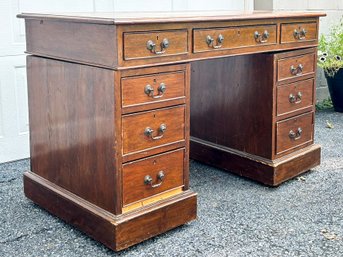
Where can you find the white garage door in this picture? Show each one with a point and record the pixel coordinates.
(14, 135)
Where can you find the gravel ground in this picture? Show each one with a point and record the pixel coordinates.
(236, 216)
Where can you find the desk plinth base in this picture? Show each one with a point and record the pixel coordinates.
(269, 172)
(115, 231)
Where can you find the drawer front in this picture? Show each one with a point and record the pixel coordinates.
(152, 88)
(139, 45)
(294, 132)
(233, 37)
(153, 129)
(298, 32)
(297, 66)
(294, 96)
(145, 178)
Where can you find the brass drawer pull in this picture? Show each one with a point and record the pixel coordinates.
(149, 90)
(300, 35)
(261, 38)
(295, 99)
(150, 45)
(295, 135)
(210, 41)
(298, 70)
(160, 177)
(149, 132)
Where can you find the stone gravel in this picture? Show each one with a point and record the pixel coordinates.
(236, 216)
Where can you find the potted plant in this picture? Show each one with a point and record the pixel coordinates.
(330, 54)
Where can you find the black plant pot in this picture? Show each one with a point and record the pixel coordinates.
(335, 84)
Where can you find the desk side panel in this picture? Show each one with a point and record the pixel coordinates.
(71, 112)
(88, 43)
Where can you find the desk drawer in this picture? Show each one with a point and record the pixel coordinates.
(294, 132)
(298, 32)
(296, 66)
(139, 45)
(153, 175)
(153, 129)
(233, 37)
(294, 96)
(144, 90)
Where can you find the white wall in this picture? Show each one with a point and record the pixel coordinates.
(14, 135)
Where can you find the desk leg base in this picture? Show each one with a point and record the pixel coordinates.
(115, 231)
(269, 172)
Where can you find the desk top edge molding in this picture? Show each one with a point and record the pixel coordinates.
(166, 17)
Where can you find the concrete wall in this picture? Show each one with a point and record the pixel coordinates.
(334, 11)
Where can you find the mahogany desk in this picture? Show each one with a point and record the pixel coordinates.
(112, 97)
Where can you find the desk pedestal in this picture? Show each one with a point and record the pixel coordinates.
(250, 115)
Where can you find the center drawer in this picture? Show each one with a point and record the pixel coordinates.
(152, 129)
(153, 175)
(233, 37)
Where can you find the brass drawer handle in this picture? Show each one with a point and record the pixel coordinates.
(295, 135)
(296, 71)
(149, 90)
(210, 41)
(300, 35)
(149, 132)
(295, 99)
(261, 38)
(150, 45)
(160, 177)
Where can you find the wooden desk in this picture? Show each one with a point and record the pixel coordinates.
(112, 97)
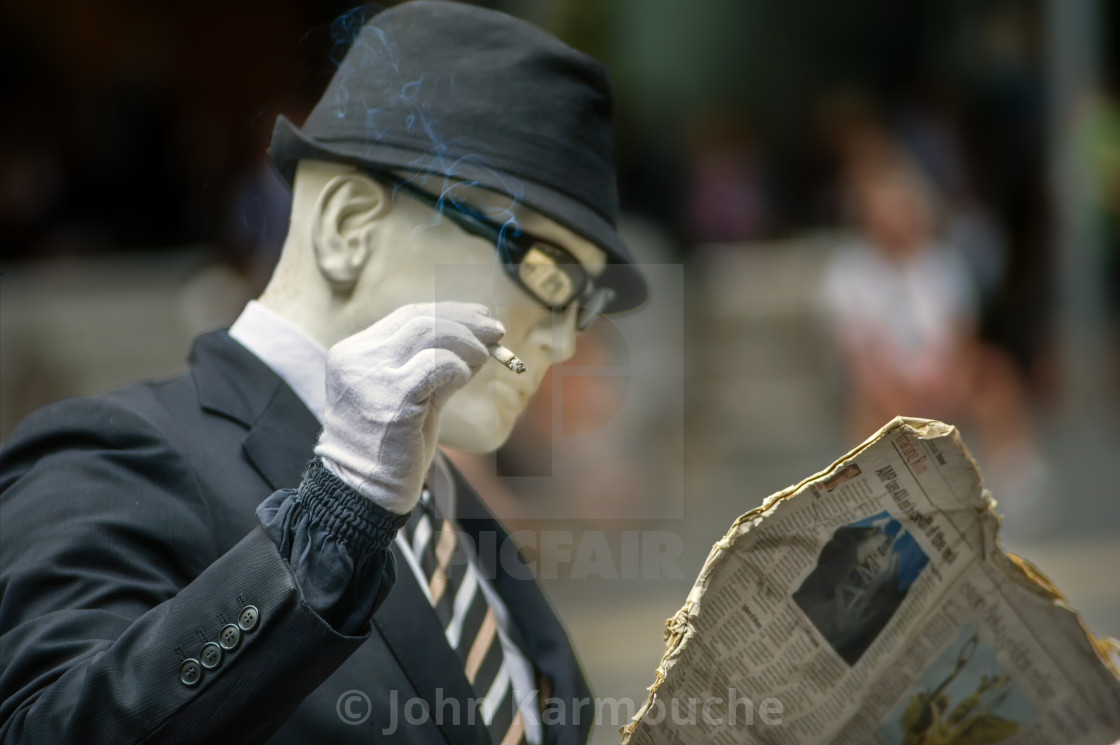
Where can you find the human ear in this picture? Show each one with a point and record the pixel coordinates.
(345, 215)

______

__Set exercise__. Present the data above as a JSON list of strings, one string per line, with blank lines omitted. Leave the pictures out of the list.

__Solution for this problem__.
[
  "Where can you find the white garage door in this picture? Show each one with a point and record the pixel coordinates.",
  "(14, 135)",
  "Where can you find the gravel ground in this picture? Show each one with a point and record the pixel coordinates.",
  "(236, 216)",
  "Where can you find the desk plinth base in this picture? Show each one with a point and record the pixel coordinates.",
  "(269, 172)",
  "(115, 231)",
  "Where can you find the drawer front in this picture? Show each one with a point and record the pixel coordinates.",
  "(152, 88)",
  "(139, 45)",
  "(294, 132)",
  "(233, 37)",
  "(153, 129)",
  "(298, 32)",
  "(297, 66)",
  "(294, 96)",
  "(145, 178)",
  "Where can you find the brass drawer pull in this picture? Show each one with a point and record the pixel coordinates.",
  "(149, 90)",
  "(300, 35)",
  "(261, 38)",
  "(295, 99)",
  "(150, 45)",
  "(295, 135)",
  "(210, 41)",
  "(298, 70)",
  "(160, 177)",
  "(149, 132)",
  "Where can you find the stone gravel in this picture? Show each one with a point and record the pixel coordinates.",
  "(236, 216)",
  "Where can you find the potted plant in this picture? Show each one with a point and record the pixel coordinates.",
  "(330, 54)",
  "Where can you find the black plant pot in this picture? Show each one with a point and record the pixel coordinates.",
  "(335, 84)",
  "Where can you find the desk side panel in this picture? Show each one with a point and record the pixel coordinates.",
  "(71, 112)",
  "(88, 43)",
  "Where can you find the desk drawer in this picture? Show each one with a point and record the pixel coordinates.",
  "(294, 132)",
  "(298, 32)",
  "(296, 66)",
  "(139, 45)",
  "(153, 175)",
  "(153, 129)",
  "(233, 37)",
  "(294, 96)",
  "(144, 90)",
  "Where can you find the white wall in this picture? Show each one with a point and record the pixel coordinates.",
  "(14, 135)",
  "Where can you find the desk leg base in this picture? Show each one with a point and record the pixel coordinates.",
  "(115, 231)",
  "(269, 172)",
  "Where can you find the desk top edge molding in this picture? Show each one with a point and record the pixel coordinates.",
  "(166, 17)",
  "Where can you find the concrete wall in this picture? Show each one with a point and record the pixel coordinates.",
  "(334, 11)",
  "Where can you find the mahogany desk in this picture? Show each one with a point and record the pixel coordinates.",
  "(112, 97)",
  "Where can you find the desk pedestal in this picture? Show each one with a point and record the pixel coordinates.",
  "(250, 115)",
  "Where can you find the center drawer in this picture? Show each one with a point and record the pixel coordinates.",
  "(152, 129)",
  "(153, 175)",
  "(233, 37)",
  "Where can you find the brass drawer handle in this picture? Show each one with a point and record the pixel coordinates.",
  "(295, 135)",
  "(296, 71)",
  "(149, 90)",
  "(210, 41)",
  "(300, 35)",
  "(149, 132)",
  "(295, 99)",
  "(261, 38)",
  "(150, 45)",
  "(160, 177)",
  "Where can you find the wooden desk in this picture? Show each one with a point and record the pixel coordinates.",
  "(112, 97)",
  "Where can you find the human ear in this picture? Show each one with a point and record the pixel coordinates.",
  "(345, 215)"
]